▸ **Task instructions**: Starting with the line containing "query: baby stroller" and going on through the end of the entries below, write those lines out again with "top-left corner" changed to "upper-left corner" and nothing else altered.
Begin
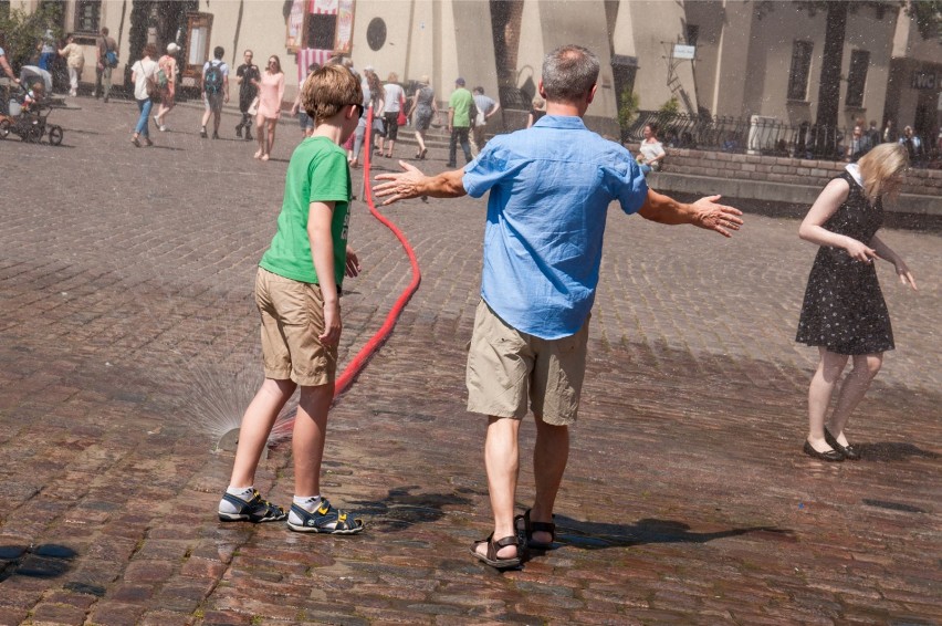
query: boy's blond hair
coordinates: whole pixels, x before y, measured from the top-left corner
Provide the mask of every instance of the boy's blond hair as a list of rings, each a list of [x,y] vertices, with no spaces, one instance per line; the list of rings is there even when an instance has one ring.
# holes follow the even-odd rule
[[[314,124],[322,124],[348,104],[363,104],[363,88],[349,70],[325,65],[307,76],[301,87],[301,104]]]

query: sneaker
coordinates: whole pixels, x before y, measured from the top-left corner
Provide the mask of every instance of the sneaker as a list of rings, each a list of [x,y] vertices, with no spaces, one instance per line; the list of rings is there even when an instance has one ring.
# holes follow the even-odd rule
[[[234,513],[218,511],[220,522],[280,522],[287,518],[287,513],[281,507],[275,507],[268,500],[262,500],[261,494],[253,490],[251,500],[242,500],[238,495],[223,493],[222,501],[236,508]],[[222,502],[220,502],[221,504]]]
[[[292,504],[287,528],[296,532],[357,534],[366,526],[363,520],[350,519],[348,513],[335,509],[326,498],[322,498],[317,509],[310,513],[297,504]]]

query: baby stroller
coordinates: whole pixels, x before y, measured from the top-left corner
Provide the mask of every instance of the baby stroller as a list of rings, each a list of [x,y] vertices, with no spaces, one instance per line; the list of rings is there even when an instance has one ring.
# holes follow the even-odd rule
End
▸ **Answer to this task**:
query: baby stroller
coordinates: whole pixels, x before y, measured from the upper-left corner
Provide the mask of every instance of the baby stroller as a list of rings, each a list of [x,y] vertices, with no spaces, one instance per line; the list of rings is there even when an instance has one ring.
# holes follow the even-odd rule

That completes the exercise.